* [ЗАДАНИЕ 1]
Перескажите короче абзац фрагмента о «вагнеровском наследстве», который начинается словами «В начале 1930-х годов», и сохраните его главные факты.

III.6. Вопрос о «вагнеровском наследстве»
III.6. Вопрос о «вагнеровском наследстве»
В начале 1930-х годов пришедший к власти германский национал-социализм начал особенно активно пользоваться именем композитора и тезисами его теоретических работ для легитимации своих идей. Замечу, что среди заимствованных нацистами тезисов оказались не только декларации расовых предрассудков композитора, но и социальные лозунги, которые фашистские идеологи весьма виртуозно формулировали с целью объединения нации «по всем фронтам».
Вот только один очень выразительный пример из германского пропагандистского музыковедения того времени:
Воля провидения состоит в требовании нашего времени так пережить зов немецкого искусства, чтобы оно принадлежало народу в его единстве, как мечтал об этом Рихард Вагнер!1087
Совпадение повсеместно растиражированного в России ленинского призыва «Искусство принадлежит народу. <…> Оно должно быть понятно <…> массам и любимо ими» с формулировкой фашистского журналиста не должно было бы удивлять, поскольку эта фраза Ленина, как известно, являлась переводом с немецкого1088, – но то, что демагогическая формула национал-социализма конца 1930-х воспроизводила социал-демократический тезис двадцатилетней давности, все же показательно. Правда, в отличие от ленинской трактовки, здесь акцент сделан на задаче национально-социального единения под знаком «немецкого искусства». И в этом смысле высказывание немецкого автора является довольно точной интерпретацией вагнеровских воззрений на проблему взаимоотношений нации и искусства, прокламированной им особенно отчетливо в «Нюрнбергских мейстерзингерах».

* [ЗАДАНИЕ 2]
Перечислите все строки приведённых ниже записей, в которых встречается слово «brick».

[Фрагменты набора данных с разметкой местоположений]

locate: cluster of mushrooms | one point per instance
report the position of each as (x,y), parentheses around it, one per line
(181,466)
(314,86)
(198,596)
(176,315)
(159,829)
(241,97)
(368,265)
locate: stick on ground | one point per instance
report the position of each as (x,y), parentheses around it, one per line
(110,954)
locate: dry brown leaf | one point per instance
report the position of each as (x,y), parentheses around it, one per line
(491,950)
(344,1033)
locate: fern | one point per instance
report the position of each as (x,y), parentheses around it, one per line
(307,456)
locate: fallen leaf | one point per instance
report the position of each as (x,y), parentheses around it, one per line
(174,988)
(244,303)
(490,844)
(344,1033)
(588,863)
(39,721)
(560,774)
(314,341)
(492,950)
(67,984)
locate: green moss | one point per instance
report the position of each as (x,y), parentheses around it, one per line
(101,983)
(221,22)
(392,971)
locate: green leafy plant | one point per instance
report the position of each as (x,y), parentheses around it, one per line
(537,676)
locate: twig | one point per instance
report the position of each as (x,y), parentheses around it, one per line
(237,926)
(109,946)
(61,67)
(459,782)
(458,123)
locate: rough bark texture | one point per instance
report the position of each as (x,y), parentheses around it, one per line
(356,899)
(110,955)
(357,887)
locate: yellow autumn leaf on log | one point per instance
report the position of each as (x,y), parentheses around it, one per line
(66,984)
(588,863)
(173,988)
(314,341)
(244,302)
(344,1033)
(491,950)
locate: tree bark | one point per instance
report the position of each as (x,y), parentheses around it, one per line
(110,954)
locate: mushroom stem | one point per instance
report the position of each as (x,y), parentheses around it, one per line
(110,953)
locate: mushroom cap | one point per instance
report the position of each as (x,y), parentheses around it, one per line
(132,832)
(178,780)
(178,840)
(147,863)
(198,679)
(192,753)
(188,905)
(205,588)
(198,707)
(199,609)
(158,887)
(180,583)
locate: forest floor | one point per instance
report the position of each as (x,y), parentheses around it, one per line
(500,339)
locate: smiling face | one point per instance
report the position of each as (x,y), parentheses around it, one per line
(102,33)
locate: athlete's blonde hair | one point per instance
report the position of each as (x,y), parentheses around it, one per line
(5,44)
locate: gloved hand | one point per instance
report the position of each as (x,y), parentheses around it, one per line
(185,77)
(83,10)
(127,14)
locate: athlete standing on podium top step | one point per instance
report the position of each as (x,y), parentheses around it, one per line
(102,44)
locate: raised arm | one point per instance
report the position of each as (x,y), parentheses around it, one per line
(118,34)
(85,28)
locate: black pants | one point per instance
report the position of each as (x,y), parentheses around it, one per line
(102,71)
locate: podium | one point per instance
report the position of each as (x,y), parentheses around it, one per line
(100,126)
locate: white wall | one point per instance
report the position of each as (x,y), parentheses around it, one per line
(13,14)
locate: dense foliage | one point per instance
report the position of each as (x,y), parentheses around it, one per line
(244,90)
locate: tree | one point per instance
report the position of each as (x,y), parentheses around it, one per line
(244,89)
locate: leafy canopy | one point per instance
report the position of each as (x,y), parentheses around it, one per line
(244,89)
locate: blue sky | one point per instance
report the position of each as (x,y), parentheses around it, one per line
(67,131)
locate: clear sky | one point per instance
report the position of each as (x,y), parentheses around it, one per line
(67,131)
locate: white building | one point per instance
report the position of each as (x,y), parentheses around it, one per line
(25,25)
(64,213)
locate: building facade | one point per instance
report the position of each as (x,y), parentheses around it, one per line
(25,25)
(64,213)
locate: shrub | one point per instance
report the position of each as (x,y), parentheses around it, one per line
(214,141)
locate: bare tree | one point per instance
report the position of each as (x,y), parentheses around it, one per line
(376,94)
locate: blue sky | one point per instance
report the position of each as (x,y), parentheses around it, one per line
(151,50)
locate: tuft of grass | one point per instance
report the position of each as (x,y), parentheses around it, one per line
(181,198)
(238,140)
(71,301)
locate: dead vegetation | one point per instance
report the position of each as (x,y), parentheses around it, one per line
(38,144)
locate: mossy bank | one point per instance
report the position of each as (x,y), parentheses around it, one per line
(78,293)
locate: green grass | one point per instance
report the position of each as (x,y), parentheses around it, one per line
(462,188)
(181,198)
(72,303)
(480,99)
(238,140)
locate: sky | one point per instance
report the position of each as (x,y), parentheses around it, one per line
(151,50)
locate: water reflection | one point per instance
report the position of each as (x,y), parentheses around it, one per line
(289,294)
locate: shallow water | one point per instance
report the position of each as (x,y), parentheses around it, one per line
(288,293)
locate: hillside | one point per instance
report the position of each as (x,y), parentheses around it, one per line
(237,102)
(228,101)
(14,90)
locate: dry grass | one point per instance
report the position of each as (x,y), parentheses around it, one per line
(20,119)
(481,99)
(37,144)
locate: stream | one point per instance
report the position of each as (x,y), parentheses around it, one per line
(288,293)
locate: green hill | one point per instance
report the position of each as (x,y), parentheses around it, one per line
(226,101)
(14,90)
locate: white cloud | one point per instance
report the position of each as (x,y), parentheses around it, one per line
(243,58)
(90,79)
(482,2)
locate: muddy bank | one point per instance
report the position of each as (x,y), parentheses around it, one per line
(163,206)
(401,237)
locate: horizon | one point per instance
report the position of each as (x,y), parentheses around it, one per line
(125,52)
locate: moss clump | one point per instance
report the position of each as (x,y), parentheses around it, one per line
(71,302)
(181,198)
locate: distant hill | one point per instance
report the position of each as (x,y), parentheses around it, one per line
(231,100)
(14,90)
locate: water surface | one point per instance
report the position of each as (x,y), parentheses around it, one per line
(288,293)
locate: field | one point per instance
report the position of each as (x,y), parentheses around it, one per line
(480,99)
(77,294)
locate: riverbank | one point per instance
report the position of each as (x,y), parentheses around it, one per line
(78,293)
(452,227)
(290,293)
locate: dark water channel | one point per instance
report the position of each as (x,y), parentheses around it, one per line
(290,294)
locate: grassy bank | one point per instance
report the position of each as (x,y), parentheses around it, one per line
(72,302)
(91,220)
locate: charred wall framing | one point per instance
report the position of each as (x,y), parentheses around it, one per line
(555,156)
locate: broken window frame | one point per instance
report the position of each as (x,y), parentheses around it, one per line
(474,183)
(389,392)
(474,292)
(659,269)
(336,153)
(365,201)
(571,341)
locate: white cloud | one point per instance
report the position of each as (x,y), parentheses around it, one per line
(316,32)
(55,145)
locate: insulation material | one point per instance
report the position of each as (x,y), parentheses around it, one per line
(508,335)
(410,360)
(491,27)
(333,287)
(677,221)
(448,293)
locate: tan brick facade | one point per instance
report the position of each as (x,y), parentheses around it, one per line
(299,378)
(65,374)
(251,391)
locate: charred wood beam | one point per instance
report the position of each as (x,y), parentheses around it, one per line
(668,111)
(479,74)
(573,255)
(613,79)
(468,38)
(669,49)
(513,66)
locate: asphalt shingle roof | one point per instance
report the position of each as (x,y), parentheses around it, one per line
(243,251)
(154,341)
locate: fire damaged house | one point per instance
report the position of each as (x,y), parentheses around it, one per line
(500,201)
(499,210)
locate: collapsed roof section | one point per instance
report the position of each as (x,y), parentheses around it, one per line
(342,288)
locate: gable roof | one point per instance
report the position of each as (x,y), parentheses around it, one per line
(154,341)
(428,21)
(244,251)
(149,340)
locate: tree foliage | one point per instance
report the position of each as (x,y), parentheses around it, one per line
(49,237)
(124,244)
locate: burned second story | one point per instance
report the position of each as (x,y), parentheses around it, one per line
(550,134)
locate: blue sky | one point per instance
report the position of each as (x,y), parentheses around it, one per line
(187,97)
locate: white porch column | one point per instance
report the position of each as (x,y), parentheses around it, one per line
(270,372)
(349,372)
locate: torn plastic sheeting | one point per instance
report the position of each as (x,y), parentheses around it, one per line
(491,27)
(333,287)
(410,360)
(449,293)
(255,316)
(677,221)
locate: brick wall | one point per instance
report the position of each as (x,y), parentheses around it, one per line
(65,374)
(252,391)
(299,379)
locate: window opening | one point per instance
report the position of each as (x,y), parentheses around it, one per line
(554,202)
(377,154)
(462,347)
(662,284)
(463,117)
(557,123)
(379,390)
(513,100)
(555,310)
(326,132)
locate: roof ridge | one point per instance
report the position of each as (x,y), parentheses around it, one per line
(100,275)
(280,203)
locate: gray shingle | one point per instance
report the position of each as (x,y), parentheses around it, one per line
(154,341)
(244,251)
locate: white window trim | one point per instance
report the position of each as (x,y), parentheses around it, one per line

* [ПОЛНЫЙ ОТВЕТ 1]
В начале 1930-х годов пришедший к власти германский национал-социализм стал активно использовать имя композитора и тезисы его теоретических работ, чтобы легитимировать свои идеи. Нацисты заимствовали не только декларации расовых предрассудков композитора, но и его социальные лозунги. Фашистские идеологи виртуозно формулировали их, чтобы объединить нацию «по всем фронтам».

* [ПОЛНЫЙ ОТВЕТ 2]
locate: tan brick facade | one point per instance
locate: brick wall | one point per instance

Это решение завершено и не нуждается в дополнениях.